#### [Stated exercise]
Starting at the line containing "of the nose" and ending at the last of the entries, give those lines again with "image" substituted for "photo" and everything else unchanged.

#### [Source records]
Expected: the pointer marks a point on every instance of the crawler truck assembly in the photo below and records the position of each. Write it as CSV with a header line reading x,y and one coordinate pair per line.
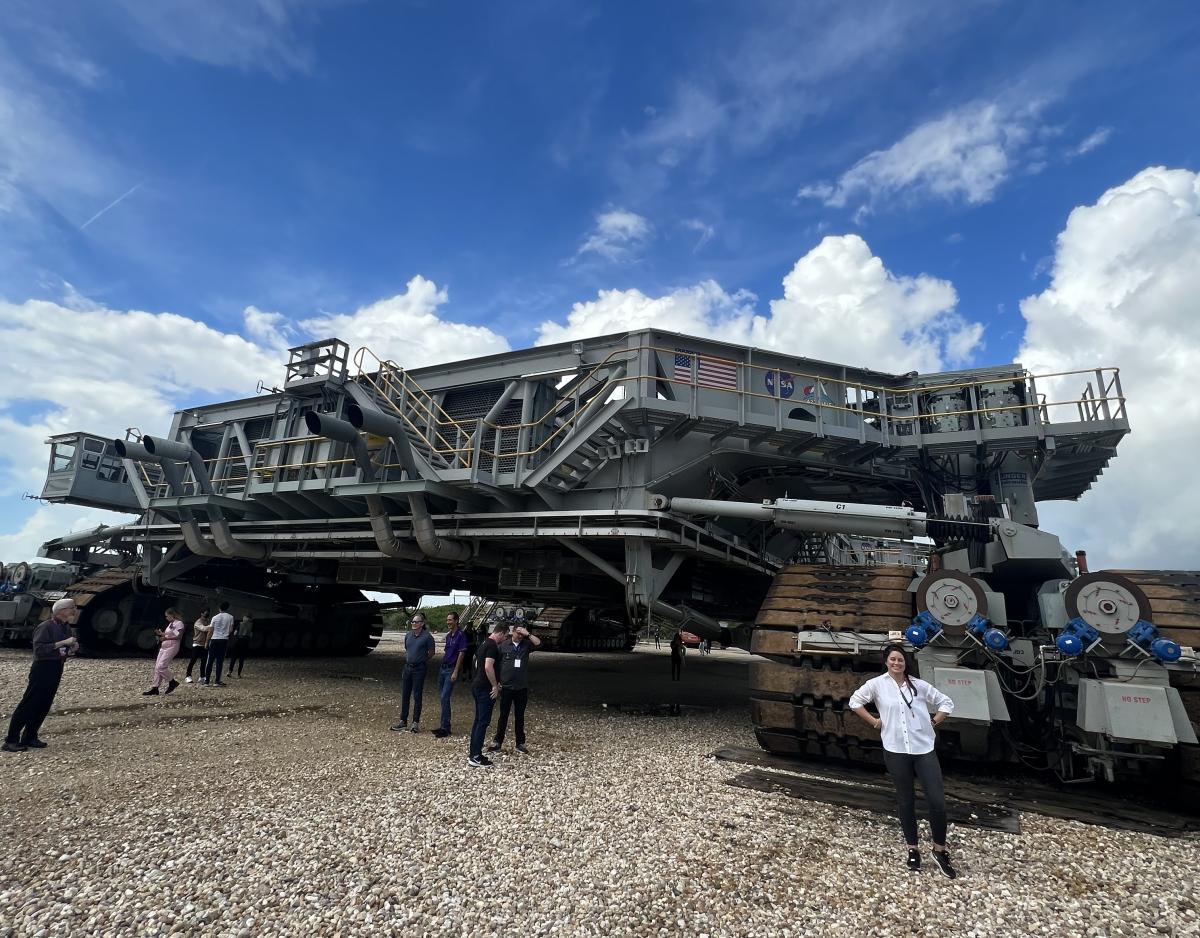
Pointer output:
x,y
809,510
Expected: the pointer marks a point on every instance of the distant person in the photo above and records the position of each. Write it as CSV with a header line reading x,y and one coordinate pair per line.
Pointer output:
x,y
53,643
418,650
453,653
222,627
169,641
678,649
515,685
240,643
486,689
468,659
201,631
907,732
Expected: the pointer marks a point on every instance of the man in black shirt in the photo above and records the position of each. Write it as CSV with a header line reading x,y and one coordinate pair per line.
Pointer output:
x,y
514,685
486,687
53,641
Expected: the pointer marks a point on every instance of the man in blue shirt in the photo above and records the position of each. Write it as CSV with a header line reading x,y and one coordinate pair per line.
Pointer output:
x,y
451,665
418,651
53,642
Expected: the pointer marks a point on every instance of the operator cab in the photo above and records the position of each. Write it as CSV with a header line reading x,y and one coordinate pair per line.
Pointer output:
x,y
85,470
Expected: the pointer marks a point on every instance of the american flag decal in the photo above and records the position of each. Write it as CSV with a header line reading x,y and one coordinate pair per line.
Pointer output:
x,y
709,372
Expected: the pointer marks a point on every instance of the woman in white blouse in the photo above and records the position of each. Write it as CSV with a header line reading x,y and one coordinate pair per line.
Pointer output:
x,y
904,704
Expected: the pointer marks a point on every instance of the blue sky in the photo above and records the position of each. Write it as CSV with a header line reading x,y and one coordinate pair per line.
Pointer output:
x,y
310,160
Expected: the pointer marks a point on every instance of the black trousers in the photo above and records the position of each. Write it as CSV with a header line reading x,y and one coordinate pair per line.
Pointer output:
x,y
199,653
238,654
216,656
905,769
43,684
511,699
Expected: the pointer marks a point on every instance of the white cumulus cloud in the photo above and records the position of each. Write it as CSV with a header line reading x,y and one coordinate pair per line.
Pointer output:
x,y
407,329
839,302
617,235
965,154
1125,292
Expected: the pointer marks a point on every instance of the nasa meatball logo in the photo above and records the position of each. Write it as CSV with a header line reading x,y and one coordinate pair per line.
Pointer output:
x,y
786,384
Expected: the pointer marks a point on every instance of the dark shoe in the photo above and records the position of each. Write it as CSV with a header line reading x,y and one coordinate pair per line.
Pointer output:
x,y
943,863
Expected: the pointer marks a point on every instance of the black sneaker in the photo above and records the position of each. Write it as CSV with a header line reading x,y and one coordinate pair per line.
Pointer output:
x,y
943,863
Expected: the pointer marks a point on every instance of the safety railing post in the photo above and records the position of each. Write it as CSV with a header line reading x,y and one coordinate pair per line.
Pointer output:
x,y
1116,386
1104,395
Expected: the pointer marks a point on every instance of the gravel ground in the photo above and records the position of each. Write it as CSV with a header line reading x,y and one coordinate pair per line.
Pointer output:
x,y
282,805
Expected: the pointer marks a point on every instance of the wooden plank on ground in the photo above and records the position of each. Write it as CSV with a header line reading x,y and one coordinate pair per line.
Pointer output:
x,y
1093,804
875,799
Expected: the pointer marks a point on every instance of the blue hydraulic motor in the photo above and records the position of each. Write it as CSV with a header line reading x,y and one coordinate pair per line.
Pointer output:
x,y
1146,637
1077,637
923,630
989,635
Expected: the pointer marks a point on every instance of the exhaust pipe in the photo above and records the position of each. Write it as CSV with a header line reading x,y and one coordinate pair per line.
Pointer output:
x,y
322,425
162,452
438,548
190,529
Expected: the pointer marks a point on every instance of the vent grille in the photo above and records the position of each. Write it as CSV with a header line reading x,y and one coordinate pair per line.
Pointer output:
x,y
513,577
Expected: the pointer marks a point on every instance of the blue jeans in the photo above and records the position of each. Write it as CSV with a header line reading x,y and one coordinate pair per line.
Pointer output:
x,y
445,687
484,704
414,685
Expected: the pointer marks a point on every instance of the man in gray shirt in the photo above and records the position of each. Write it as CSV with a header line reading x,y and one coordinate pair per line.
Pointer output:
x,y
418,651
514,685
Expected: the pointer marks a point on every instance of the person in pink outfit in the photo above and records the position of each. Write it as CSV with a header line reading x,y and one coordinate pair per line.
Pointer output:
x,y
169,639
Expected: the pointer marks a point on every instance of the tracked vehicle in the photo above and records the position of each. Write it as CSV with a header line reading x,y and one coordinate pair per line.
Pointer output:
x,y
709,485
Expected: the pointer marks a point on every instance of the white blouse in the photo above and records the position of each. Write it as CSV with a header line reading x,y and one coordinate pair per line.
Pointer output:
x,y
907,726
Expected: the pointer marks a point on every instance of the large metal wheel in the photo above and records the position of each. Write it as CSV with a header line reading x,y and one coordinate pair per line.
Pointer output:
x,y
798,698
953,599
1109,602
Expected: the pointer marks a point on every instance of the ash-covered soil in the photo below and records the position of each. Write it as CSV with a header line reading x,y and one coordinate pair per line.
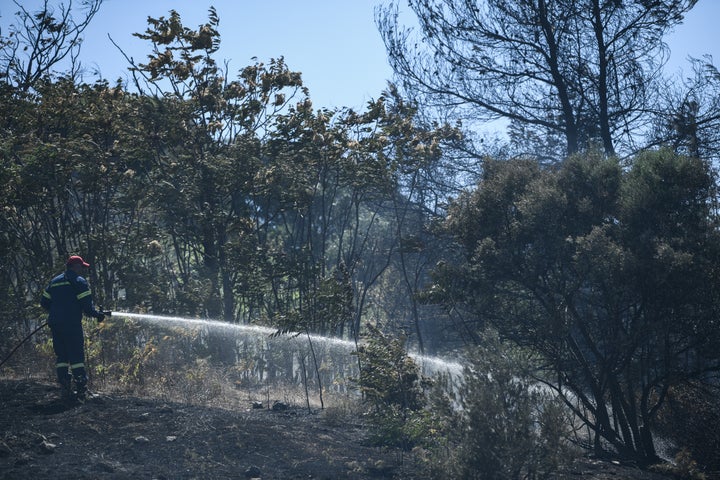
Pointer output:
x,y
115,436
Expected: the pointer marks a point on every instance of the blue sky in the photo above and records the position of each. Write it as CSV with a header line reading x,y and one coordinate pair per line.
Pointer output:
x,y
334,43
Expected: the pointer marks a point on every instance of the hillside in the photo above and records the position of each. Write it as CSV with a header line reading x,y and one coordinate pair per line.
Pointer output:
x,y
118,437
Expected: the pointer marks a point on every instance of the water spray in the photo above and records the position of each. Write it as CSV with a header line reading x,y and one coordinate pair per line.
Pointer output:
x,y
434,364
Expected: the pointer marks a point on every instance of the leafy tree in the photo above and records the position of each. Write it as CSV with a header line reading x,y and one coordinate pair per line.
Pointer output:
x,y
687,115
610,275
212,152
584,71
40,41
509,428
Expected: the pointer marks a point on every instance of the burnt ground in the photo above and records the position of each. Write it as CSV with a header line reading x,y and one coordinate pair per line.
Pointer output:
x,y
117,436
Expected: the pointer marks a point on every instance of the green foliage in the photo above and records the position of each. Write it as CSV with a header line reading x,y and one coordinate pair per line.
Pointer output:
x,y
393,388
388,376
511,427
690,418
609,274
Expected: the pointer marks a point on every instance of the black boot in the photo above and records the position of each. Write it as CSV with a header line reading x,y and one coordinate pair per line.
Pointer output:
x,y
66,394
81,393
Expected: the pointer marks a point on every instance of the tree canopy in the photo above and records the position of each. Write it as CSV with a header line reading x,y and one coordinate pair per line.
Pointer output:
x,y
581,72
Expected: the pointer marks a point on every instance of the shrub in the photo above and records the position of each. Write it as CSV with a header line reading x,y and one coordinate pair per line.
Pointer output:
x,y
510,426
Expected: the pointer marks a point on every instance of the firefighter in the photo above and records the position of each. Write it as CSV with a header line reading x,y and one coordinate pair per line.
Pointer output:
x,y
66,298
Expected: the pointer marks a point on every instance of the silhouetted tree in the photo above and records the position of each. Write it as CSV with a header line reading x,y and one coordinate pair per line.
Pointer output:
x,y
584,71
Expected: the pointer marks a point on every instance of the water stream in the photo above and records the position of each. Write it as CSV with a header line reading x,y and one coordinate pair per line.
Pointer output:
x,y
257,356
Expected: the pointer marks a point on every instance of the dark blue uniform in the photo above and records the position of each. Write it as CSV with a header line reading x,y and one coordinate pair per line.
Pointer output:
x,y
67,297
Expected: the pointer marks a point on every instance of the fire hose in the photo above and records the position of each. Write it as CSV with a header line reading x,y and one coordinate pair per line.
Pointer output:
x,y
105,313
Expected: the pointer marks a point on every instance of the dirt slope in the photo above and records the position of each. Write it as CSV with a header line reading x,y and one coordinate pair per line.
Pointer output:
x,y
121,437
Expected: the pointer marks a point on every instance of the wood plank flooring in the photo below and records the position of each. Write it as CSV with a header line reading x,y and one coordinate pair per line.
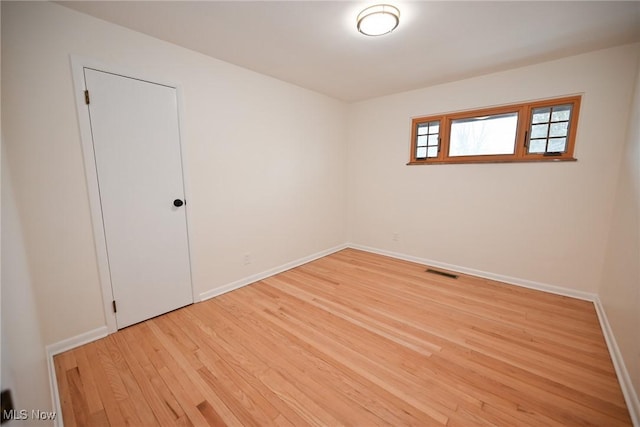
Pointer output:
x,y
352,339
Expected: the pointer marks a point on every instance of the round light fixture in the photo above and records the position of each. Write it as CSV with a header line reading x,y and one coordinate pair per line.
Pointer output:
x,y
378,20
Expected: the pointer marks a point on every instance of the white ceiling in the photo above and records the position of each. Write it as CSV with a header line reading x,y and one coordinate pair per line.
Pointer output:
x,y
314,44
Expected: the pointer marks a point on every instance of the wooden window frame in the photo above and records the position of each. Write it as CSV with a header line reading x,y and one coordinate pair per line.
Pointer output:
x,y
520,154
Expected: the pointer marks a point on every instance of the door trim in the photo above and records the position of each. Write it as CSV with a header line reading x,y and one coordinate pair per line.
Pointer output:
x,y
78,63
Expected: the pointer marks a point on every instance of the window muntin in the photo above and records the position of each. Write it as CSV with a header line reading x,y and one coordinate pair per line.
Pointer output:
x,y
428,140
549,129
535,131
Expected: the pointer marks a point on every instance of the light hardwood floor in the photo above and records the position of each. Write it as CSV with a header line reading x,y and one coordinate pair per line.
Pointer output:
x,y
352,339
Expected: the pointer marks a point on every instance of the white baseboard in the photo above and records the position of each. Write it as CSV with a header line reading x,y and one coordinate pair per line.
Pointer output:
x,y
624,378
558,290
61,347
629,392
263,275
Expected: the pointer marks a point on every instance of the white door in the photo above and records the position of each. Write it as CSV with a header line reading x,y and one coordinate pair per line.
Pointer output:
x,y
136,142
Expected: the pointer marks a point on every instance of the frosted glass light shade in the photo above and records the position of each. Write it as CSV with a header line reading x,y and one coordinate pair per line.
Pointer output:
x,y
378,20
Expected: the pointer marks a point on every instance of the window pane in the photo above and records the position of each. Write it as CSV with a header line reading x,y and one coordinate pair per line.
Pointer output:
x,y
423,129
557,145
539,131
537,145
483,135
559,129
541,115
561,112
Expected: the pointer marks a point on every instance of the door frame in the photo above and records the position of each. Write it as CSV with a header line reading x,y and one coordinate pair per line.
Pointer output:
x,y
78,64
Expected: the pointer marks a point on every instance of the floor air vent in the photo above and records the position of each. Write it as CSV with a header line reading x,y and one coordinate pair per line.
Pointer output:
x,y
442,273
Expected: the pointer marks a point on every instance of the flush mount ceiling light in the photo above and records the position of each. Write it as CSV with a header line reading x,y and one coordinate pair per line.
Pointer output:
x,y
378,20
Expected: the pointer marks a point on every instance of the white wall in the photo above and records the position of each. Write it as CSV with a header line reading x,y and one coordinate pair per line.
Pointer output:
x,y
542,222
620,283
265,160
24,366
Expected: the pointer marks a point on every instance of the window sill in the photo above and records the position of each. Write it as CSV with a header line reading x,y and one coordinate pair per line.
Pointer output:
x,y
464,161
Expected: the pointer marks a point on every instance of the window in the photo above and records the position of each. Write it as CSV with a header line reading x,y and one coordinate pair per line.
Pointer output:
x,y
535,131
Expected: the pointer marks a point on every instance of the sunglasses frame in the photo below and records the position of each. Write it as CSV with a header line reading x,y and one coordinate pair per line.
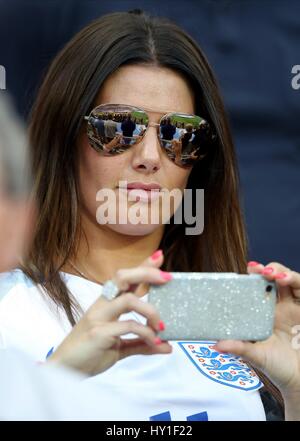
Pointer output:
x,y
101,148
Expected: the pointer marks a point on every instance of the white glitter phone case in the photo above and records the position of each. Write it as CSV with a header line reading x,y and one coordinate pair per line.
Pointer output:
x,y
215,306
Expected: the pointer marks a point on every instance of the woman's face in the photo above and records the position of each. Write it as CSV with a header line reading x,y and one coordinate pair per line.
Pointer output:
x,y
161,90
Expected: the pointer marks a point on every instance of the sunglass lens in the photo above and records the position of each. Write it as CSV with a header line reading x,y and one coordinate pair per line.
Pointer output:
x,y
184,138
112,129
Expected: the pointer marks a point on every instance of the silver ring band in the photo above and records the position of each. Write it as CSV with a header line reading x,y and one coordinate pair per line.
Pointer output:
x,y
110,290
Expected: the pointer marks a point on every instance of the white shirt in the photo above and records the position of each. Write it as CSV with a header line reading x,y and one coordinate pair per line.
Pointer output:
x,y
194,382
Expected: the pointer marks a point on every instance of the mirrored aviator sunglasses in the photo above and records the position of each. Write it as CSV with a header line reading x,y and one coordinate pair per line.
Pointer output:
x,y
114,128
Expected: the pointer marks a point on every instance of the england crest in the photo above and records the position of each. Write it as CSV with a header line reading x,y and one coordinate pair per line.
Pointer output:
x,y
227,369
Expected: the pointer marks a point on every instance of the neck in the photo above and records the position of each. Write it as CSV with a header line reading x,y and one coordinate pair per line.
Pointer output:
x,y
102,251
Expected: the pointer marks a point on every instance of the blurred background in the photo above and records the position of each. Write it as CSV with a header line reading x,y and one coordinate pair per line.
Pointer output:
x,y
252,46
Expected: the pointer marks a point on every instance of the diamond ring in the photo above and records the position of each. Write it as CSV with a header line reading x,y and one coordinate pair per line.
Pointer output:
x,y
110,290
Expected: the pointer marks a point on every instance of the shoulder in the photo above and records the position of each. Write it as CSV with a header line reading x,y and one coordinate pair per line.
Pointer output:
x,y
12,281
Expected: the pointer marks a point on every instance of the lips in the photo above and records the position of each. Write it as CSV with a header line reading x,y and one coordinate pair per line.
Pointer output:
x,y
150,192
142,186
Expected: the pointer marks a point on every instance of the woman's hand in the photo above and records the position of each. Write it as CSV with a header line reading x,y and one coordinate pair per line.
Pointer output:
x,y
95,343
278,356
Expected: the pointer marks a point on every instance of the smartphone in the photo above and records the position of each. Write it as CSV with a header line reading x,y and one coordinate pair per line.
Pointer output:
x,y
215,306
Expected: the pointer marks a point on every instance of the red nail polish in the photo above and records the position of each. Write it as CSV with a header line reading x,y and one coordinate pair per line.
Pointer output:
x,y
156,254
267,270
165,275
281,275
161,326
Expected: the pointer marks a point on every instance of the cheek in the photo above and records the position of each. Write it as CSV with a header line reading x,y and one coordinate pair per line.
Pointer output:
x,y
177,176
97,171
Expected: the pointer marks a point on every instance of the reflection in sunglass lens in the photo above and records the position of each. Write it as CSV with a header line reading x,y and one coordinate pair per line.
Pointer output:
x,y
112,129
184,138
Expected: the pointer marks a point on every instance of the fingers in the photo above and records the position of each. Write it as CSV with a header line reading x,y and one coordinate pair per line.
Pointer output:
x,y
139,347
145,333
125,278
108,311
284,277
154,261
250,352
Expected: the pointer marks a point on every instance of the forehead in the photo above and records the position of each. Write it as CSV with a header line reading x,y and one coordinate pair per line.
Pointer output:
x,y
146,86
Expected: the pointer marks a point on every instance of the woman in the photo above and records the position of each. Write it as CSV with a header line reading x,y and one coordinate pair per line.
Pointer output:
x,y
74,252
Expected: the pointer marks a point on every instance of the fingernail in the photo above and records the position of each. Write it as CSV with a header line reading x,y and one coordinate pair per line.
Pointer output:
x,y
267,270
280,275
165,275
156,254
161,326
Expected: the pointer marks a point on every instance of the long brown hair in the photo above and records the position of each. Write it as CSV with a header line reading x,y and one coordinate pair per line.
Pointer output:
x,y
68,93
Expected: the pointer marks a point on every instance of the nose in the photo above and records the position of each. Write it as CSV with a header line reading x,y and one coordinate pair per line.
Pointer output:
x,y
147,153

#### [The reply]
Expected: the pointer marks a point on every instance of the nose in the image above and records the position of each. Write it as CSV with a header line reading x,y and one coordinate pair per line.
Pointer output:
x,y
147,153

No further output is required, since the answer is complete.